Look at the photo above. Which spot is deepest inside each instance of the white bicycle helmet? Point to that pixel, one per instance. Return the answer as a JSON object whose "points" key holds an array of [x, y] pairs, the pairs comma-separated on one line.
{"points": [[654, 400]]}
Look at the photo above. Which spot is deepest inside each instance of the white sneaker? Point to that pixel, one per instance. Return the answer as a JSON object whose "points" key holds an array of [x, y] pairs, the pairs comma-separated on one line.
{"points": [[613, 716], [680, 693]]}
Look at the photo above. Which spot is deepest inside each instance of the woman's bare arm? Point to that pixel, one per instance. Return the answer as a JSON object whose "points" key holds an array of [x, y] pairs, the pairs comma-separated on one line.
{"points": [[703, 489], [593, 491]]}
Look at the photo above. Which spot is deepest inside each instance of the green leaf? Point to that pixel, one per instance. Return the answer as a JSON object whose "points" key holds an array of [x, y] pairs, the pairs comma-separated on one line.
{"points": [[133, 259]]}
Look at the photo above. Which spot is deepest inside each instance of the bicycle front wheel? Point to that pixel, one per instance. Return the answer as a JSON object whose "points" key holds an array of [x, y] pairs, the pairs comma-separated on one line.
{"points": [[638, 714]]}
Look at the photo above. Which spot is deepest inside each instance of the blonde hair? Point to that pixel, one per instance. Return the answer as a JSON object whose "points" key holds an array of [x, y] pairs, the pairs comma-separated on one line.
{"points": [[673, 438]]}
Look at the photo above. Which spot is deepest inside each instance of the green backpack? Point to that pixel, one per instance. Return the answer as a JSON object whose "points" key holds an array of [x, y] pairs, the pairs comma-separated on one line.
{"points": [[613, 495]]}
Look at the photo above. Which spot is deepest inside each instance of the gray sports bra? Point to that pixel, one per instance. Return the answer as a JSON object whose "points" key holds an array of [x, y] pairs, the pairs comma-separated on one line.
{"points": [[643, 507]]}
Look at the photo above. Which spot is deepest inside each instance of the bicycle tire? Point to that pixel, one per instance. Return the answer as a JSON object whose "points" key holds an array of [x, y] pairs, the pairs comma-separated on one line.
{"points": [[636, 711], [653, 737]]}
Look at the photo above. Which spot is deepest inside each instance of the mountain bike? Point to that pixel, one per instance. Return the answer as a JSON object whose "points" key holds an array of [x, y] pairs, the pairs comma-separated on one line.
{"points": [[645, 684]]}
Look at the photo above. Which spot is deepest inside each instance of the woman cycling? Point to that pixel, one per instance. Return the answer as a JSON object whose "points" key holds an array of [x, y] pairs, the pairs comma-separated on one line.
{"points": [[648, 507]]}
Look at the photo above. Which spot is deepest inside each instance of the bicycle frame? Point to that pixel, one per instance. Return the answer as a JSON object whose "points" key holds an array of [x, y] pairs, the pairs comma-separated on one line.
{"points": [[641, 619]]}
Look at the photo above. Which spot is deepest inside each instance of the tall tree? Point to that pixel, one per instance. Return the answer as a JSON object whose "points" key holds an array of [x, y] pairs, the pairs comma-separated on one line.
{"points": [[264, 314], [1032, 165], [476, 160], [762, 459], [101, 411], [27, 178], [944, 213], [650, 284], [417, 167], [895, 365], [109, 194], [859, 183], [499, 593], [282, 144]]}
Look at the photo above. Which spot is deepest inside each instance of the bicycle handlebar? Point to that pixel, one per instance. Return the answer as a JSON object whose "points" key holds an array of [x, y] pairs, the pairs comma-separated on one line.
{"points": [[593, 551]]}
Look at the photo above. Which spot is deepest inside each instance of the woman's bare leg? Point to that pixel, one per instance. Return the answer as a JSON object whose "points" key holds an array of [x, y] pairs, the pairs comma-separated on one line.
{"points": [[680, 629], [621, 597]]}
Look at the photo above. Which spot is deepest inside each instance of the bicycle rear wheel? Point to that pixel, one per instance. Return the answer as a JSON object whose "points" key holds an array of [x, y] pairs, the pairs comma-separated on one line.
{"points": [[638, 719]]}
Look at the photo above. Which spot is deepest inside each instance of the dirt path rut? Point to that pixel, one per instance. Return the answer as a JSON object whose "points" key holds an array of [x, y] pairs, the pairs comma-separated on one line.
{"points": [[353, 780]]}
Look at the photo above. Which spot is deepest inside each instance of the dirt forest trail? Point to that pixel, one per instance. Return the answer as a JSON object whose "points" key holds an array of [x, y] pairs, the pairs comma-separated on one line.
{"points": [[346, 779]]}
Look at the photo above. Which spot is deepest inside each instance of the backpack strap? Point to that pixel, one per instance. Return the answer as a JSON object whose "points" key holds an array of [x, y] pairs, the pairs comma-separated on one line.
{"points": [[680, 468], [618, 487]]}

########################################

__SCHRIFTLICHE AUFGABE__
Wandle alle Zeilen oben in eine nummerierte Liste um und lass dabei Leerzeilen weg.

__LÖSUNG__
1. Look at the photo above. Which spot is deepest inside each instance of the white bicycle helmet? Point to that pixel, one per instance. Return the answer as a JSON object whose "points" key holds an array of [x, y] pairs, the pairs comma-separated on one line.
2. {"points": [[654, 400]]}
3. Look at the photo above. Which spot is deepest inside each instance of the white sneaker? Point to that pixel, one per instance. Return the answer as a JSON object whose "points" key holds an array of [x, y] pairs, the pairs comma-separated on one line.
4. {"points": [[613, 716], [680, 693]]}
5. Look at the photo above. Which spot is deepest inside each instance of the woman's bare arm? Point to that pixel, one per instance. Return the answer as a JSON object whose "points" key holds an array of [x, y] pairs, the pairs comma-separated on one line.
6. {"points": [[703, 489], [593, 491]]}
7. Look at the photo above. Which spot is deepest inside each instance of the green leaf? Point to that pixel, one per instance. Return the answer as a JSON object whose "points" key holds an array of [x, y] pairs, the pairs comma-separated on one line.
8. {"points": [[133, 259]]}
9. Look at the photo above. Which spot is deepest inside each instance of the bicycle front wheel? Point to that pixel, one per instance. Return the answer as a JSON object whose "points" key holds an array of [x, y] pairs, the pairs comma-separated on one line.
10. {"points": [[638, 714]]}
11. Look at the photo above. Which spot is deepest inside each instance of the blonde hair? Point to that pixel, one per instance. Return the answer as a JSON object whose "points" key holds an array of [x, y] pairs, the pairs comma-separated on one line.
12. {"points": [[673, 438]]}
13. Look at the photo above. Which spot is deepest inside each instance of the green backpack? Point to that pixel, one per instance. Return the answer as a JSON object whose "points" key holds an array of [x, y] pairs, the pairs comma-separated on one line.
14. {"points": [[613, 495]]}
15. Look at the photo above. Which spot is deepest inside each instance of the gray sports bra? Point to that pixel, one per instance. Return the answer as a JSON object whose "points" key holds an array of [x, y] pairs, the pairs comma-separated on one line.
16. {"points": [[643, 507]]}
17. Look at the photo above. Which spot is deepest inside each instance of the bicycle tire? Point to that pixel, one per instance. Return the answer as a JSON object whose "points" key holds an array of [x, y] pairs, the pairs comma-separated on one line.
18. {"points": [[636, 711], [653, 737]]}
19. Look at the photo above. Which spot is deepest inside each instance of the mountain bike? Point to that pixel, one per instance. Return the answer as a JSON object whose "points" key holds an array of [x, y] pairs, the pairs comma-separated on one line.
20. {"points": [[645, 684]]}
21. Look at the photo above. Which spot is deepest inside each instance of the woman cycling? Point to that pixel, one per instance. Return the answer as a JSON object whose "points" key holds an array of [x, y] pairs, the pairs comma-separated on one line.
22. {"points": [[648, 507]]}
23. Look at the photo above. Which spot is deepest inside each instance of the bicycle frame? Point to that pixel, one per instance. Return the answer as a JSON object whose "points" key holds an array of [x, y] pairs, the pairs comma-separated on one line.
24. {"points": [[641, 619]]}
25. Look at the photo above. Which spot is deepest inside each instance of the tall tree? Point to that pixel, one per instance. Return the answer as a JSON object whose "points" key holds an array of [x, y] pairs, the pairs comma-separated on one line.
26. {"points": [[264, 314], [1032, 165], [476, 160], [762, 459], [101, 411], [27, 178], [944, 213], [650, 284], [417, 167], [895, 365], [109, 194], [859, 183], [499, 593], [282, 144]]}
27. Look at the photo above. Which spot is deepest inside each instance of the bicycle handlebar? Point to that pixel, one per instance. Return the answer as a JSON object whose "points" key holds an array of [x, y] pairs, the pairs comma-separated on one line.
28. {"points": [[593, 551]]}
29. Look at the photo above. Which spot is deepest inside each instance of the woman's bare leg? Point to that pixel, one per instance. Return the answer as a JSON object whose "points" key holds an array of [x, y] pairs, the pairs comma-separated on one line.
30. {"points": [[680, 629], [621, 597]]}
31. Look at the photo above. Which spot is deepest inside each instance of the bicycle rear wheel? Point to that pixel, one per instance. Return the answer as a JSON object whose "points" key holds an array of [x, y] pairs, the pairs comma-separated on one line.
32. {"points": [[638, 719]]}
33. Look at the photo above. Which spot is deepest inside each instance of the dirt path rut? Point to that pixel, one per instance. Return the answer as a JSON object whose "points" key holds an array of [x, y] pairs, the pairs comma-separated on one line.
34. {"points": [[353, 780]]}
35. Look at the photo above. Which spot is deepest inside each instance of the dirt forest trail? Point to that pixel, one per instance. Return the answer as a JSON object whose "points" key holds an array of [x, y] pairs, the pairs comma-separated on one line.
36. {"points": [[346, 779]]}
37. Look at the photo above. Which spot is deepest inside each instance of the backpack strap? Point to that pixel, one per instance. Return the answer as a JSON object whose "points" key holds an array of [x, y] pairs, the pairs comma-separated on one line.
38. {"points": [[680, 468], [618, 487]]}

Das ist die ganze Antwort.